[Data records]
..........

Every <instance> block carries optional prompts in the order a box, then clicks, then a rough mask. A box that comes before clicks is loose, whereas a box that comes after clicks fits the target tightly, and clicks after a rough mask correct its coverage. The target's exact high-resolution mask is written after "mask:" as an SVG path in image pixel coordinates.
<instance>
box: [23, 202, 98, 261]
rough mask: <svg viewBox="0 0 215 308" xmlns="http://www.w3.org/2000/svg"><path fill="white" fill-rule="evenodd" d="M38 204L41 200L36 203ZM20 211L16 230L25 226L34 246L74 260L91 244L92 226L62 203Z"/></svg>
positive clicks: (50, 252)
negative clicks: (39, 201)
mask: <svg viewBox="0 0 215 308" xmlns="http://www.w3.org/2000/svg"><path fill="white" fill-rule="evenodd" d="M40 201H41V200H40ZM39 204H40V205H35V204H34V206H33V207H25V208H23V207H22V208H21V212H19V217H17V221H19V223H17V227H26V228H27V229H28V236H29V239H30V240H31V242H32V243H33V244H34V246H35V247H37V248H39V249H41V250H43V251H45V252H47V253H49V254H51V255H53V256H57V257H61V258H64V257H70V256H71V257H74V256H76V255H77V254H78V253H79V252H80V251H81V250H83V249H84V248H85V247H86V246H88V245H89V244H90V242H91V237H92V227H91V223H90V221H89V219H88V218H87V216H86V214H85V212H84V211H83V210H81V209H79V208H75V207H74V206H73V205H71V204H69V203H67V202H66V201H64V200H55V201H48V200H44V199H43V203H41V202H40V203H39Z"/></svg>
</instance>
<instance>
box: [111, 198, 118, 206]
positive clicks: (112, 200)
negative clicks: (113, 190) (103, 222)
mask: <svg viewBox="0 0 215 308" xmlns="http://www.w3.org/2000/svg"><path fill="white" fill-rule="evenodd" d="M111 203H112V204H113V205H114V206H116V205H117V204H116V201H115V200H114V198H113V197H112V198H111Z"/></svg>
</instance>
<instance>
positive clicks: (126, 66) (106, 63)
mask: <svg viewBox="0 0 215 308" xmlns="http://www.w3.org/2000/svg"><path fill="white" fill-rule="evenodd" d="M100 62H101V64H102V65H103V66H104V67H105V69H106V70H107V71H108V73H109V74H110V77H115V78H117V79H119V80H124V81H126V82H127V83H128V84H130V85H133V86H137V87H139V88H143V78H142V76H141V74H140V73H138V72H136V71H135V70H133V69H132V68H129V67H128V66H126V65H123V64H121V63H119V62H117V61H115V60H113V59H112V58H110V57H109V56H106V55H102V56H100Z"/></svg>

..........

__EXERCISE BRIEF__
Which lines in the records contain the word "negative"? Show each of those lines in full.

__OUTPUT FOR THIS TASK__
negative clicks: (39, 201)
negative clicks: (113, 190) (103, 222)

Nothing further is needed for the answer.